* _WRITTEN REQUEST_
Select every line of the entries below that contains the word "embroidery" and copy each one out.

+---+

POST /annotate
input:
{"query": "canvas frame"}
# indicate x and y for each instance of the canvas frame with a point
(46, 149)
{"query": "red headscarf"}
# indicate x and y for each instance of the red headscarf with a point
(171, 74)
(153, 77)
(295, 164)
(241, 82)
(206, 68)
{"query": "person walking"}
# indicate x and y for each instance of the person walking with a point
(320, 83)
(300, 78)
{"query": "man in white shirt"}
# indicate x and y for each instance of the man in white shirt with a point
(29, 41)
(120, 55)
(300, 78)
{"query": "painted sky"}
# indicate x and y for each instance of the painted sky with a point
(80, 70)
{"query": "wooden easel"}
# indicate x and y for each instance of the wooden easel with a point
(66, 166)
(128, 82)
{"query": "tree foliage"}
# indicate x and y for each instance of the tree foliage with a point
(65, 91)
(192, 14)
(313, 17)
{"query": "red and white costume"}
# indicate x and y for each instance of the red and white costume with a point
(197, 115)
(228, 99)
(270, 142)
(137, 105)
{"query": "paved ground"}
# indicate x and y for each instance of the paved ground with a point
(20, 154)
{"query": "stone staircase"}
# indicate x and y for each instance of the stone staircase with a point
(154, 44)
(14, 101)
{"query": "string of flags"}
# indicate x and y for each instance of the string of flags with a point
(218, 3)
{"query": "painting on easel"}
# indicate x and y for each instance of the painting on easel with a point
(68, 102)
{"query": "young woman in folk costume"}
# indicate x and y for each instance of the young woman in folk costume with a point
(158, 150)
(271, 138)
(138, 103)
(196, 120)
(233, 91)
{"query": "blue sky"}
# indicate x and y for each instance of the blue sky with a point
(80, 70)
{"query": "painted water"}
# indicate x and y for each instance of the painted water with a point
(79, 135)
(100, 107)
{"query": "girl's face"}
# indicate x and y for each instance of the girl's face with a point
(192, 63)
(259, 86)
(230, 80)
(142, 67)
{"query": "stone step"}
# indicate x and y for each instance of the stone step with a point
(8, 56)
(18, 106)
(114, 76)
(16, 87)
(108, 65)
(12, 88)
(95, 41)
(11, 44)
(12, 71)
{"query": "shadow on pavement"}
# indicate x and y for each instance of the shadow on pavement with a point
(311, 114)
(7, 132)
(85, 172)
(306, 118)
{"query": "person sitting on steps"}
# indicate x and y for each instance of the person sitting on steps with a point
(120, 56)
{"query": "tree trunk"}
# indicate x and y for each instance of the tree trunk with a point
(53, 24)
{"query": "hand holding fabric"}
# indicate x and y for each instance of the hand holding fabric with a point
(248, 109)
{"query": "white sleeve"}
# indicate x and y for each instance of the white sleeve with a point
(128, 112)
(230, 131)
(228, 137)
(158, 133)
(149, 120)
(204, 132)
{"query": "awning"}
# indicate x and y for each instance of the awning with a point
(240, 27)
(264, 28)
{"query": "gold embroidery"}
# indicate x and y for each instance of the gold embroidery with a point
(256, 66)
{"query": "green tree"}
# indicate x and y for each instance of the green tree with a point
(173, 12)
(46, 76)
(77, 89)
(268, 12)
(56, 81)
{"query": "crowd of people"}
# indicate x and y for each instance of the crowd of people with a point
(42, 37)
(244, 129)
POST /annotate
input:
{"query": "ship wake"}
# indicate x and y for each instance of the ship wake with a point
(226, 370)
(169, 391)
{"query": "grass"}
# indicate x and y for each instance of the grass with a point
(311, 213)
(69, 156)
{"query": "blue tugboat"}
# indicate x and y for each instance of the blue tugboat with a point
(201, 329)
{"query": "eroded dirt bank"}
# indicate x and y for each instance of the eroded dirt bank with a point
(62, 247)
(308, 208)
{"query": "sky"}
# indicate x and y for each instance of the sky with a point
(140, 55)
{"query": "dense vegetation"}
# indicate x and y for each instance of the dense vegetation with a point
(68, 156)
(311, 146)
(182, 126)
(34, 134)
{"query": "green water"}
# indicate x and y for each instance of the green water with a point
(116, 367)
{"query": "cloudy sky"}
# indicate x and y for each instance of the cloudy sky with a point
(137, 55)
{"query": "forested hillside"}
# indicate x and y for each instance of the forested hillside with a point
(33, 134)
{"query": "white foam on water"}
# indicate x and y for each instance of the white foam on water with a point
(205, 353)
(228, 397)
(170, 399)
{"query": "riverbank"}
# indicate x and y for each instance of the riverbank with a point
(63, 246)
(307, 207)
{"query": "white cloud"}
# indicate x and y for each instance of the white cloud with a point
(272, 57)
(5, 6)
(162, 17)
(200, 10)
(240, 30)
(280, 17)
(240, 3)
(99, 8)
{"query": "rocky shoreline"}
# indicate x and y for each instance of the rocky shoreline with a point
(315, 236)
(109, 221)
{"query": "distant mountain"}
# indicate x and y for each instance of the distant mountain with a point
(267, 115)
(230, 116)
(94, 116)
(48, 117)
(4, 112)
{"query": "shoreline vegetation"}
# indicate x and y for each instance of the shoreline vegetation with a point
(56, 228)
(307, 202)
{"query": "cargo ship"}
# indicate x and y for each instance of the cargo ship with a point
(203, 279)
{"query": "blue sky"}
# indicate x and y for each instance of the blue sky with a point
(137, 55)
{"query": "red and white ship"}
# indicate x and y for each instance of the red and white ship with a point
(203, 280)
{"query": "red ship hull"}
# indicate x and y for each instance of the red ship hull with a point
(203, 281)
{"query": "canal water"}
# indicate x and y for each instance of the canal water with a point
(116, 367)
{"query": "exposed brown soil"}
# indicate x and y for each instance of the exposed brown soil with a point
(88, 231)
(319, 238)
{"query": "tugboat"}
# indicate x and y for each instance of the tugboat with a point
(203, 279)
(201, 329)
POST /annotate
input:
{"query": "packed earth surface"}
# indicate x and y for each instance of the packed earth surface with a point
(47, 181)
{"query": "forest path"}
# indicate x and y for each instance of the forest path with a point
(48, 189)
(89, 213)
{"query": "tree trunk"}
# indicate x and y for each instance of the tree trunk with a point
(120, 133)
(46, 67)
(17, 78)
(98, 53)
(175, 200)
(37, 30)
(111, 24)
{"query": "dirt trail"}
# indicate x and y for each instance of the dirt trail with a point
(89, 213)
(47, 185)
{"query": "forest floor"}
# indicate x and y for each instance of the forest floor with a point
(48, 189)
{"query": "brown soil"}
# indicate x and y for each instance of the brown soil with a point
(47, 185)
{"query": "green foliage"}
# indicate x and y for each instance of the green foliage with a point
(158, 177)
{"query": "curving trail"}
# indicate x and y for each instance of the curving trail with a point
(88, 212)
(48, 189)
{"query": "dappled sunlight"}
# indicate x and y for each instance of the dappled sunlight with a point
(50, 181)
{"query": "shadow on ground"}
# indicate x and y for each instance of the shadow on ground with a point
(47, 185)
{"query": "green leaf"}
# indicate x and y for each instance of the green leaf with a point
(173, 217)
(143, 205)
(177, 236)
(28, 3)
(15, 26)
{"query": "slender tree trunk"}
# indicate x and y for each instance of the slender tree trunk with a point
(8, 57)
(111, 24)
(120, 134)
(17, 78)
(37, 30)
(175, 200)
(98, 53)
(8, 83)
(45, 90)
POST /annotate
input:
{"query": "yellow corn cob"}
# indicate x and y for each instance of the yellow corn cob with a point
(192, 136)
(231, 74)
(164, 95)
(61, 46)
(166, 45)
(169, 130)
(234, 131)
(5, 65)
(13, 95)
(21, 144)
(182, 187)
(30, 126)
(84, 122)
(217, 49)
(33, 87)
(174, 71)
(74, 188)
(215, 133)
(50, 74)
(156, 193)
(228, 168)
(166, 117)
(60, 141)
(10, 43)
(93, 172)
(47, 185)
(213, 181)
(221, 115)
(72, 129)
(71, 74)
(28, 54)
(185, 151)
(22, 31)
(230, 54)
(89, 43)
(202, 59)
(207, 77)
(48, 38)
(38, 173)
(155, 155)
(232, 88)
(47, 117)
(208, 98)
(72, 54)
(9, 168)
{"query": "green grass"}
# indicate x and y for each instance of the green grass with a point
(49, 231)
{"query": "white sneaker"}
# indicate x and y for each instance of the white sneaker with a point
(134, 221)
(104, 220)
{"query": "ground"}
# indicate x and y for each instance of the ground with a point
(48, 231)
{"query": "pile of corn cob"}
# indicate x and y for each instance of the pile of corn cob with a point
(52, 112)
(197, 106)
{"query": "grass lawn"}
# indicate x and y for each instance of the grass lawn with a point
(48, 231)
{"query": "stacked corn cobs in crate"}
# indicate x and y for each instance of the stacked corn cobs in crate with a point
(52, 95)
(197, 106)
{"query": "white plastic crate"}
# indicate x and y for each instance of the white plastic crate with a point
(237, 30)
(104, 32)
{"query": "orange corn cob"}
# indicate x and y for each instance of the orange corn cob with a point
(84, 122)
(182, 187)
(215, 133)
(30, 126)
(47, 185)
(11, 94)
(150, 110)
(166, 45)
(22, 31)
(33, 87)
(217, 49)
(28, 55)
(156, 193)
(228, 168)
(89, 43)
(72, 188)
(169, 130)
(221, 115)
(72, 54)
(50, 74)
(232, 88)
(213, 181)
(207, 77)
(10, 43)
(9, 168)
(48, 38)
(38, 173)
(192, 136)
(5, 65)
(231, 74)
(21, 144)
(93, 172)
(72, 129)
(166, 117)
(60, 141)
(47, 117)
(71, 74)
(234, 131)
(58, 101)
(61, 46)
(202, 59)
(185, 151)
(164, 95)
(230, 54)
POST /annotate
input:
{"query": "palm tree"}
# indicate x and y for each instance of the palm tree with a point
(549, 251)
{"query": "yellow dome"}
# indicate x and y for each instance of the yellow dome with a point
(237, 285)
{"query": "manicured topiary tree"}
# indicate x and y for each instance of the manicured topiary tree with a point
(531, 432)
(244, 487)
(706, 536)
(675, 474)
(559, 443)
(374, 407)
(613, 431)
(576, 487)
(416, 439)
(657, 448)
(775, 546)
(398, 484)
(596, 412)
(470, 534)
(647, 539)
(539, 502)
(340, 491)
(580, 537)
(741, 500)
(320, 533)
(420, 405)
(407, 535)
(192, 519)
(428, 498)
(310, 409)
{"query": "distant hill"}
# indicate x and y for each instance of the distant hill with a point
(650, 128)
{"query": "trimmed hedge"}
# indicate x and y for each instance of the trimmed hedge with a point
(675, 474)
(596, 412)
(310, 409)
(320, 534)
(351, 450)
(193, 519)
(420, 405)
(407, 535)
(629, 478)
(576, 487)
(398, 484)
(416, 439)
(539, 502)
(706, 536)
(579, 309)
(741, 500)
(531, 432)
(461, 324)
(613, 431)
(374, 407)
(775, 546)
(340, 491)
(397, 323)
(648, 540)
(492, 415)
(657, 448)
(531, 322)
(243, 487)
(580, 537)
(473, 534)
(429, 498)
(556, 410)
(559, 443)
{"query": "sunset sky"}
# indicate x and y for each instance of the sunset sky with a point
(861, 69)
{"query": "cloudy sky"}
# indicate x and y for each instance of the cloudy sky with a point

+---+

* _TASK ANSWER_
{"query": "gold embroidery"}
# indicate x and y for each instance of the gold embroidery with a point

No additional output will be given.